* [Quoted text]
It makes sense to use this committee to lift up behind the scenes people, but I'm only in my 50's and I saw every one of these players play. Ridiculous.
Sometimes the regular ballot voters get it wrong, and other times they get it right. I think this exercise is for those players for whom they got it wrong.

Ted Simmons is a good example of where the voters screwed up. He is 11th all time in BBReF WAR for catchers, and you've got to be awfully small hall to think he's not deserving. Every eligible catcher with a higher number is in, and there are folks with less who are in as well. Here's the top 12:

*Bench
*G. Carter
*I. Rodriguez
*Fisk
*Berra
*Piazza
*Dickey
Mauer (N/E)
*Hartnett
*Cochrane
Simmons
*Ewing

I don't see any reasonable argument against any of them. After that the HoF catchers get more scattered. By BBReF WAR:

*Lombardi (15th)
*Bresnahan (20th)
*Campanella (28th, Negro League credit)
*Ferrell (35th)
*Schalk (41nd)
*A. Lopez (97th, in as a manager)
*W. Robinson (124th, in as a manager)
*C. Mack (275th, in as a manager)

* [Given request 1]
Answer these about the post on catchers, using only what it says.
(a) Where does Ted Simmons rank all time among catchers in BBReF WAR?
(b) Which catcher in the top-12 list is marked "N/E"?
(c) What decade of life does the writer say they are in?
* [Given request 2]
From the post on catchers, list every catcher it says is in as a manager.
* [Given request 3]
Reproduce the part of the post on catchers that opens with the words "Sometimes the regular" and closes with "got it wrong.".
The records have nothing to do with the work on the post about catchers.

* [Entries supplied]
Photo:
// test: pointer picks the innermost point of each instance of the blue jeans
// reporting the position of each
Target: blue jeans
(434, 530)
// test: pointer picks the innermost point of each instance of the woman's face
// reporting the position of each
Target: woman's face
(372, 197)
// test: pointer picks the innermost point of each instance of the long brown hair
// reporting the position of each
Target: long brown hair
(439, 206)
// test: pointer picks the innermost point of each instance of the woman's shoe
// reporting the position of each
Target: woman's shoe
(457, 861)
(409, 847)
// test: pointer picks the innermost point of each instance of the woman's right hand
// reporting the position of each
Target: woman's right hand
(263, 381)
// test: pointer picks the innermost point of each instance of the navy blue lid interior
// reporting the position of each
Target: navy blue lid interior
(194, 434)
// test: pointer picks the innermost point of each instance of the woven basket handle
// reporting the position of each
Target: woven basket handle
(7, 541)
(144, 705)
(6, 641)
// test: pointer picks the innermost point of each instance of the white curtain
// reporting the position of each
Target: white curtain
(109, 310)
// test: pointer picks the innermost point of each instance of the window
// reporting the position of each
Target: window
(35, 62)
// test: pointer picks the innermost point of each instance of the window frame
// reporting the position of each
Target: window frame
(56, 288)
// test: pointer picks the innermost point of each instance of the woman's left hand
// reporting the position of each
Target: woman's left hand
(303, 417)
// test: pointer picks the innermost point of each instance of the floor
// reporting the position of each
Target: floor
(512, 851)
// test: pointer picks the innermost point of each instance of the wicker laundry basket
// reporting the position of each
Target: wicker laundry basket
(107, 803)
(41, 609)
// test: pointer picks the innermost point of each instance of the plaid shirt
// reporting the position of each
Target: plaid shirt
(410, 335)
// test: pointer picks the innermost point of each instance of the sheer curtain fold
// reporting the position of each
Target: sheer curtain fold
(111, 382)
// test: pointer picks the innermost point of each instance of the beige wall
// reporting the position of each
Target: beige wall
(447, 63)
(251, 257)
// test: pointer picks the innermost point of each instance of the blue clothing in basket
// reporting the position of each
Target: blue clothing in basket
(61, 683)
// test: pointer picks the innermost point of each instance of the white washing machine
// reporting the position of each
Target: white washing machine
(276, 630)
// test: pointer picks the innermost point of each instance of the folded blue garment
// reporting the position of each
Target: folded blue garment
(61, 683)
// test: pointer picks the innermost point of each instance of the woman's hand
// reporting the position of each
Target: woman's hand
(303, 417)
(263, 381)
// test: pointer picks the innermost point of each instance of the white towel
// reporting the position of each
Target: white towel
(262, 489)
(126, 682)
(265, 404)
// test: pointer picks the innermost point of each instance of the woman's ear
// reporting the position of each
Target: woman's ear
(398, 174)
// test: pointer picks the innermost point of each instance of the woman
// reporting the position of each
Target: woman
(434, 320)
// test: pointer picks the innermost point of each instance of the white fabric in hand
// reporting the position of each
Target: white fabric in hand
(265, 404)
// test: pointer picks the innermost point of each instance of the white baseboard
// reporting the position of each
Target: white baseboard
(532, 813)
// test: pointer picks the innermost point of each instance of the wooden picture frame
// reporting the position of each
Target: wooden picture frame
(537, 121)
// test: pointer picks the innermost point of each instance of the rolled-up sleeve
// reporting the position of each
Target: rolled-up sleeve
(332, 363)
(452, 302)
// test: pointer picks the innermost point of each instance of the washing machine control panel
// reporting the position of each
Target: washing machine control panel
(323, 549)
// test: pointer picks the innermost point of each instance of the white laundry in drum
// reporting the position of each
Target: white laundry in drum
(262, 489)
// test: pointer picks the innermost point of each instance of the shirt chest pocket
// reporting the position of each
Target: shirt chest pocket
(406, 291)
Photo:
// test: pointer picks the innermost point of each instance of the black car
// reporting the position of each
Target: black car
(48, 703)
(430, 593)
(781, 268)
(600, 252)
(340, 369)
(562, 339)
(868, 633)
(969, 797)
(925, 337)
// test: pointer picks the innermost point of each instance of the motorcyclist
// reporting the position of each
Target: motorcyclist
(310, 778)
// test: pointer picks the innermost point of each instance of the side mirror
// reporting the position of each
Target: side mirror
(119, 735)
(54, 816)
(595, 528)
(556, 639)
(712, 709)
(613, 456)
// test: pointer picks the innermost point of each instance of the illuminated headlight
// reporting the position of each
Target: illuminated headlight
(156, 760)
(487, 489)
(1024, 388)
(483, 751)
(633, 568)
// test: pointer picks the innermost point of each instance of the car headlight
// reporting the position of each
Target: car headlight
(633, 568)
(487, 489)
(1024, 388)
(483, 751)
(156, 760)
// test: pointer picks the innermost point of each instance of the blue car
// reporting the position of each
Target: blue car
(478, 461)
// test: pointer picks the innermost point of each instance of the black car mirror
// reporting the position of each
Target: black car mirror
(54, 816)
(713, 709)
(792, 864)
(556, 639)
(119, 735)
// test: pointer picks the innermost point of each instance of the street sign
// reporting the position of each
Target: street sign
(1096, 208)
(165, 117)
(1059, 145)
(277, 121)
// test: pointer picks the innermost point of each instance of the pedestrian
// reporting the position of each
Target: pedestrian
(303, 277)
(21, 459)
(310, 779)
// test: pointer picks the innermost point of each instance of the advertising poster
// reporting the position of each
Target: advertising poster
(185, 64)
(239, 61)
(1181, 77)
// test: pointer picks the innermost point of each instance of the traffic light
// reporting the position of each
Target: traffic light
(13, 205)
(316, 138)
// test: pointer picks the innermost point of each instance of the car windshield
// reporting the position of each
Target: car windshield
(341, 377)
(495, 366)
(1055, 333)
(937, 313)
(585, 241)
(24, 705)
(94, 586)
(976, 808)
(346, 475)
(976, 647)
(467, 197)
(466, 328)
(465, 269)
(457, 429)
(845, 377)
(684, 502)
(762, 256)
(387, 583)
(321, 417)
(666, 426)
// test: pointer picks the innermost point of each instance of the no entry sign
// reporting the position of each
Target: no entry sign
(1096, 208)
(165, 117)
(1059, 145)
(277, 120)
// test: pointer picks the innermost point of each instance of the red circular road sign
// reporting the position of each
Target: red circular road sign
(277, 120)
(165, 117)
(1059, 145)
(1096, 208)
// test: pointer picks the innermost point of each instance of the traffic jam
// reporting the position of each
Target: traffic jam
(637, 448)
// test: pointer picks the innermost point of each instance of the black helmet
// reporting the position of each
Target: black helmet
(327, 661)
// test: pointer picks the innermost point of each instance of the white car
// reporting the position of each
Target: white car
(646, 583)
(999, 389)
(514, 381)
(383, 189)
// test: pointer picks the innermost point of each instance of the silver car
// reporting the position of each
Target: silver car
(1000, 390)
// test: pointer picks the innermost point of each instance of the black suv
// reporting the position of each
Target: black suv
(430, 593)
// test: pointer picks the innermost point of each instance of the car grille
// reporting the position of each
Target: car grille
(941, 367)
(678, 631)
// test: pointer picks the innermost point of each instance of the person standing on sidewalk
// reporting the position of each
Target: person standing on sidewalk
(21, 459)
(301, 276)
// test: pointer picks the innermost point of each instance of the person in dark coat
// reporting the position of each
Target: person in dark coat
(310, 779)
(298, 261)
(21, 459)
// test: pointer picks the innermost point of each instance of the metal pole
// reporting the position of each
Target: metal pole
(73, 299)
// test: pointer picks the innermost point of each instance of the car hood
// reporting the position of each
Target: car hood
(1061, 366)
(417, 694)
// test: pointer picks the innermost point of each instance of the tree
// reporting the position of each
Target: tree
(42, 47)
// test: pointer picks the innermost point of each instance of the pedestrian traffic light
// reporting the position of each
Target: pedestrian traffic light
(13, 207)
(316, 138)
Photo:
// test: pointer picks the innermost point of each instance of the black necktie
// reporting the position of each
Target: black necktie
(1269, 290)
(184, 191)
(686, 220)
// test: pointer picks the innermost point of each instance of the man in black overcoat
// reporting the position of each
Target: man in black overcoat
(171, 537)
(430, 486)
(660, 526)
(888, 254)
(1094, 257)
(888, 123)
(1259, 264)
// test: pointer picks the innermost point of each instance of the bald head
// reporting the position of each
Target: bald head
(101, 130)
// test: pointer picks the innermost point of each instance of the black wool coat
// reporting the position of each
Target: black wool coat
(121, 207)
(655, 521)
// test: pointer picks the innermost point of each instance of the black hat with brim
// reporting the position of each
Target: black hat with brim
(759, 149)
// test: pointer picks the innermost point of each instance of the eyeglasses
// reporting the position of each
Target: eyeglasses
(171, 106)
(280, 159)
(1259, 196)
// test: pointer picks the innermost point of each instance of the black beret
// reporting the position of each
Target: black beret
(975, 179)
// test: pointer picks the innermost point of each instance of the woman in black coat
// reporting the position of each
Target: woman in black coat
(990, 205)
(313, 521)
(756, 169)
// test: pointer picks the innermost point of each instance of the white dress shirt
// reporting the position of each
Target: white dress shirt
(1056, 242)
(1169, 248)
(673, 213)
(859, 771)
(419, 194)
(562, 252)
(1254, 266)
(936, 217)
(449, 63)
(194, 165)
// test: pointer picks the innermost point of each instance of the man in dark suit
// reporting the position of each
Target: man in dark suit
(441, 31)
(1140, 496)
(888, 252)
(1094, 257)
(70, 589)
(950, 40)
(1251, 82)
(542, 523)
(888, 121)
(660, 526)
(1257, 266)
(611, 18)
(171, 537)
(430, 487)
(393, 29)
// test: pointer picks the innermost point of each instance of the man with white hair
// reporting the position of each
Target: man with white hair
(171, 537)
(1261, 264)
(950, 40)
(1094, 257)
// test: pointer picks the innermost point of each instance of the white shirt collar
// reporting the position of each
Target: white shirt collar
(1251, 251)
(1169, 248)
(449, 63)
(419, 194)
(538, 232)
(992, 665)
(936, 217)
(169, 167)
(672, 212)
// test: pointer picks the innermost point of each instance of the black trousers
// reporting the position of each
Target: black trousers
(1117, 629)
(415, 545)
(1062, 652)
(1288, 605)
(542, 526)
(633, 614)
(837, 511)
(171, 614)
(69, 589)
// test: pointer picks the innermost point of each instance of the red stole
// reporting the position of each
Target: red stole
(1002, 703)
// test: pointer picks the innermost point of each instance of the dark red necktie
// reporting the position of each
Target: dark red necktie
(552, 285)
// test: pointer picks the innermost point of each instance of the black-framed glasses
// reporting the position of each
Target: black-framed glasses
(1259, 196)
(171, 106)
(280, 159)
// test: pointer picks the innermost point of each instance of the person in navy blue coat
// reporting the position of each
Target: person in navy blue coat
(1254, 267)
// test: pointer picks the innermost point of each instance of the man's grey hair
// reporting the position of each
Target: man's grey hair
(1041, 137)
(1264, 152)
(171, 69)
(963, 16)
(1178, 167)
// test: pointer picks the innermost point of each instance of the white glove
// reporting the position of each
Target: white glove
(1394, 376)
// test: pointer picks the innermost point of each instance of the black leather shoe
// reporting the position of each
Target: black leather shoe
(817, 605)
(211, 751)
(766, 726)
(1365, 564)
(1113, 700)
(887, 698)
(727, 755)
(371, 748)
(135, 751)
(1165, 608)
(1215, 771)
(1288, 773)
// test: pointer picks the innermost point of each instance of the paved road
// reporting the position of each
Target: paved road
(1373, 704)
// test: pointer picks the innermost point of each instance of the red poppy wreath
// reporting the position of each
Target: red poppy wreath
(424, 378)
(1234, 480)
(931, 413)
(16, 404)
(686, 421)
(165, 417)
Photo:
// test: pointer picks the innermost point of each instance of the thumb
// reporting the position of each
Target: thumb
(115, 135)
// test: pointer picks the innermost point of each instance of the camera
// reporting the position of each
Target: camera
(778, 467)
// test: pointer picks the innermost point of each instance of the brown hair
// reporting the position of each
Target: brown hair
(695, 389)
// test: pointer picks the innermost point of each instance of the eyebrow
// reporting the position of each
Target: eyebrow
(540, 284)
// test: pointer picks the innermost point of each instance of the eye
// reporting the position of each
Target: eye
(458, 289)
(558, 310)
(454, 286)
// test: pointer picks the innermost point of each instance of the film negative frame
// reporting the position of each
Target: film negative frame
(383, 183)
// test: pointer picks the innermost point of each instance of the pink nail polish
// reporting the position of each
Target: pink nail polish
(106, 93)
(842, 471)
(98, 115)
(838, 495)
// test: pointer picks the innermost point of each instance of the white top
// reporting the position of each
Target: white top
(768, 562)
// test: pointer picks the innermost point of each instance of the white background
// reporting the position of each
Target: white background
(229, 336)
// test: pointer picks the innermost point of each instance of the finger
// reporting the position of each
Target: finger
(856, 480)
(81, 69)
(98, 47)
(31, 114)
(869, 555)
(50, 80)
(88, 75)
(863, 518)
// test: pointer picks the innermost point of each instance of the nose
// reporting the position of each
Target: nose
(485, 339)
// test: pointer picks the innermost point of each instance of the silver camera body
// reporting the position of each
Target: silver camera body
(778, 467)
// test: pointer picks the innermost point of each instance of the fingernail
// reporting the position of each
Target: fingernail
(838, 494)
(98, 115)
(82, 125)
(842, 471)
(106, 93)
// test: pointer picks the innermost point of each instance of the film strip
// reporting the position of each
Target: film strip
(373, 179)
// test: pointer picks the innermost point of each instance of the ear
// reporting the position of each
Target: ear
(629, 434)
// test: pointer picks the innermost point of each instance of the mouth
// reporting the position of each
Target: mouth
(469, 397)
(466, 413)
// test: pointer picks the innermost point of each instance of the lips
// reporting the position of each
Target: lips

* [Reply 1]
(a) 11th
(b) Mauer
(c) Their 50's

* [Reply 2]
A. Lopez
W. Robinson
C. Mack

* [Reply 3]
Sometimes the regular ballot voters get it wrong, and other times they get it right. I think this exercise is for those players for whom they got it wrong.